[Region pointing data]
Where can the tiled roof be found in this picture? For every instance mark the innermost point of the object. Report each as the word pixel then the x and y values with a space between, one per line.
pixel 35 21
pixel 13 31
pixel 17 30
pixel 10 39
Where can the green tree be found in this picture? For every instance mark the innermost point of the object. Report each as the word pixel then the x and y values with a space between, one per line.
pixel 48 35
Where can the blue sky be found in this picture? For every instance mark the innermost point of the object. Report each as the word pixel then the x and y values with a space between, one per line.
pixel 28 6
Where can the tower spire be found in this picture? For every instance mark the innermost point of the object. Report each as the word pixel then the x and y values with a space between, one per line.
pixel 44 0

> ABOUT THIS EXERCISE
Please output all the lines above exactly as given.

> SOLUTION TO THE PROBLEM
Where can the tiled roof be found in this picture? For every instance mark the innermost point of the object. Report each as the word pixel then the x and y values with a space between, one per line.
pixel 35 21
pixel 13 31
pixel 17 30
pixel 10 39
Where can the green tree be found in this picture? For every instance mark the innermost point of the object. Report each as the word pixel then the x and y values with a space between, one per line.
pixel 48 35
Where can the blue sky be found in this picture? For every instance mark the innermost point of the object. Report each as the word pixel then the x and y values with a space between, one per line.
pixel 28 6
Where can the tower spire be found in this picture? For every instance mark the innermost point of the object. Report each as the word pixel then the x and y values with a space between, one per line.
pixel 44 0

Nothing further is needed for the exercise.